Document text:
Regardless of how the active phase of the conflict develops, the strategic results of the operation’s first week are irreversible for Tehran. Restoring the ballistic arsenal, nuclear infrastructure, and naval capabilities will require extended time and a reorientation of regime resources toward internal reconstruction.
Financing and arming the Shiite “Axis of Resistance,” destabilizing neighboring states, and expanding the influence of the authoritarian bloc in the region will give way to the priority of rebuilding Tehran’s core military capabilities.
The reaction of Beijing and Moscow to the destruction of Iran’s strategic potential has been minimal. Russia limited itself to official condemnation of the U.S.–Israeli operation and began transferring intelligence to Iran on the location and movement of U.S. forces, information Moscow obtains through satellite assets.
China is considering financial assistance to the ayatollah regime, as well as supplies of military-equipment components and missile-system parts. However, Beijing continues to refrain from active involvement in the armed confrontation and avoids direct logistical support for Tehran.
Iran had been China’s closest partner after Russia and North Korea—a regime into which Beijing had invested decades of diplomatic, economic, and military engagement. China’s passive response to the risk of its physical destruction has signaled to Washington the real limits of solidarity within the authoritarian bloc.
Over the past 14 months, Beijing has lost three key partners—Bashar al Assad was overthrown, Nicolás Maduro was arrested and transferred to the United States, and Ali Khamenei was eliminated. None of these regimes received effective support from China at the moment of crisis.
Washington acted on the assumption that this window of Chinese passivity is temporary—the PRC’s capability and willingness to respond to the dismantling of allied regimes will grow as Chinese rearmament is completed and instruments of pressure are consolidated.
The operation against Iran—along with the parallel expansion of the U.S. presence in other regions—was implemented precisely during this interval, before the strategic situation becomes less favorable for Washington.
On March 3, 2026, the United States and Ecuador launched joint military operations against Chinese-backed narco-terrorist groups in that country, while the expansion of the U.S. oil blockade of Cuba led to intensified electricity outages and a complete blackout across two-thirds of the island.
In Africa, United States Africa Command (AFRICOM) in February 2026 deployed 100–200 military advisers to Nigeria to support operations against ISIS-affiliated groups Lakurawa and ISWAP, and in Somalia carried out a series of airstrikes against ISIS-Somalia and al Shabaab—at least six separate operations were recorded in February alone.
The scale of the operation is creating a force environment in which regional actors act in alignment with U.S. strategy without direct coordination with Washington.
Kurdish groups in Iraq are considering participation in combat operations against Tehran as a means of regaining positions lost in Syria, their activation placing additional strain on Iranian resources in the northwestern direction.
Azerbaijan used Iranian UAV strikes on its territory as grounds for relocating troops to combat positions along the 700-km border. The strategic encirclement of Tehran is tightening simultaneously along multiple perimeters, without Washington assuming direct political responsibility for each vector.
The configuration of Iran after the active phase of the operation remains an open variable in U.S. strategic planning—and this openness itself is an instrument of pressure.

Stored data:
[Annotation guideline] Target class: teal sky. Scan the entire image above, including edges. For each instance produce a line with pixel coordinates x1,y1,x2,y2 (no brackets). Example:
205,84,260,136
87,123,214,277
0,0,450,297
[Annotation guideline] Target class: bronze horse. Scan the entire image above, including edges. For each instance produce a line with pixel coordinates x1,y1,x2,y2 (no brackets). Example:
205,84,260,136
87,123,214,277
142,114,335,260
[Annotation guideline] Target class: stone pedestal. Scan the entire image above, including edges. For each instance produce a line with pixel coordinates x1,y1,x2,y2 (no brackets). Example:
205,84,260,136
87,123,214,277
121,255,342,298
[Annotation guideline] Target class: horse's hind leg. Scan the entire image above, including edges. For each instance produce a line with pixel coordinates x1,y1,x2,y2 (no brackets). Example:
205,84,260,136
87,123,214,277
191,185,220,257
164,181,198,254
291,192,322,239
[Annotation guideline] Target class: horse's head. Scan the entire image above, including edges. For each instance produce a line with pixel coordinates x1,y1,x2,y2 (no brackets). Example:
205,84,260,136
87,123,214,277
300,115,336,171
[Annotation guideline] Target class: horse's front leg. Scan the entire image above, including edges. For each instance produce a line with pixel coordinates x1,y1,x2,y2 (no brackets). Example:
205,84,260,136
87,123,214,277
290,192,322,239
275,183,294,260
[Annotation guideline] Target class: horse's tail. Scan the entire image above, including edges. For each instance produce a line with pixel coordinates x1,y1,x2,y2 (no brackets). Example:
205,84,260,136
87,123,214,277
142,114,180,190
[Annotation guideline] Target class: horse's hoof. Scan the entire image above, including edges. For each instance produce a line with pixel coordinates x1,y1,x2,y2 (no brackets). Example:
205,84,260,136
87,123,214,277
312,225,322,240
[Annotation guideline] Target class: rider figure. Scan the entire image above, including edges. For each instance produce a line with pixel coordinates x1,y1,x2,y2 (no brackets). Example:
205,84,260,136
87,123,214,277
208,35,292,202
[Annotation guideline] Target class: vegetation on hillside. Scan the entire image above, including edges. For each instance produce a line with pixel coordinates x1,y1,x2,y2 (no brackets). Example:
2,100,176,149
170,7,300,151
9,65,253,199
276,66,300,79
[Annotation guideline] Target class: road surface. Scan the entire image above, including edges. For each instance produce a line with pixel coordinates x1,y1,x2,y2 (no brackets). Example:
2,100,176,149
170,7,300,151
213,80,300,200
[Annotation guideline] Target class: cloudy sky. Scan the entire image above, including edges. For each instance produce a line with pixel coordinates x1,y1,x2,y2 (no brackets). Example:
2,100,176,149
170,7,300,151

Exercise A: From the passage on the operation against Iran, pull out the part that begins at the words "On March 3, 2026, the" and stops after the words "in February alone.".
Exercise B: Extend the passage on the operation against Iran, picking up right after its last sentence.

Answer A:
On March 3, 2026, the United States and Ecuador launched joint military operations against Chinese-backed narco-terrorist groups in that country, while the expansion of the U.S. oil blockade of Cuba led to intensified electricity outages and a complete blackout across two-thirds of the island.
In Africa, United States Africa Command (AFRICOM) in February 2026 deployed 100–200 military advisers to Nigeria to support operations against ISIS-affiliated groups Lakurawa and ISWAP, and in Somalia carried out a series of airstrikes against ISIS-Somalia and al Shabaab—at least six separate operations were recorded in February alone.

Answer B:
Washington also retains the option of fragmenting Iran’s security space through external partners—Turkey and Azerbaijan in the north, Kurdish formations in the northwest, and Israel and Arab states in the south and center. Another option is to support internal Iranian forces opposing the Islamic Revolutionary Guard Corps.
The uncertainty regarding which of these vectors will be activated, and when, constitutes an independent instrument of pressure on Tehran and Beijing.
The first week of Operation “Epic Fury” and the broader set of U.S.-initiated measures against China-aligned forces on other continents demonstrate that the logic of relieving pressure points is already being implemented in practice.
From the Middle East to Latin America, Washington is systematically eliminating the support nodes Beijing expected to activate simultaneously in order to generate cumulative pressure on the United States.
Beijing maintains a position of strategic non-intervention in the Iranian conflict, relying on its own assessment of China’s structural advantages in long-term competition.
The Chinese leadership believes it can achieve a favorable outcome under any scenario, a calculation based on economic and industrial capacities that no other actor can replicate.
China retains monopoly control over the rare-earth elements market and maintains the ability to scale industrial production for any emerging market.
It also possesses the construction and technological capacity to develop post-conflict economic spaces and sustains state financing mechanisms that preserve structural competitive advantages regardless of economic conditions.
Participation in the current conflict would erode these capabilities; Beijing therefore views their consolidation as the primary instrument of dominance in the next phase of global redistribution.
This logic of consolidation shaped the parameters of China’s 2026–2030 Five-Year Development Plan, considered by the National People’s Congress on March 5, 2026—a strategic document built on the assumption of external predictability throughout the planning horizon.
Operation “Epic Fury,” unfolding at the same moment, altered the geopolitical parameters underlying the document’s key sections—defense planning, energy security, and the pace of technological rearmament.
The Chinese leadership had viewed any destabilization of the international environment as an instrument of its own strategy, without anticipating comprehensive preemptive actions by the democratic bloc against Chinese expansionist plans.
The coordinated U.S.–Israeli operation against Iran has invalidated that calculation at a moment when the Chinese economy is confronting a budget deficit and the exhaustion of reserves for expanding state spending.
The official budget deficit of the People’s Republic of China has stood at 4% for the second consecutive year, the highest level recorded in the past fifteen years.
The real broad deficit, which includes special-purpose bonds and off-budget expenditures, reached approximately 9.5% of GDP in 2026, comparable to the 9.9% of GDP projected for 2025.
The economic growth target for 2026 has been set at 4.5–5%, representing the lowest benchmark since 1991.
The high budget deficit, compounded by the need to contain further accumulation of debt obligations, directly affects defense appropriations. In the 2026 budget proposal, growth in the Chinese military budget was slowed to 7%, the lowest rate since 2021.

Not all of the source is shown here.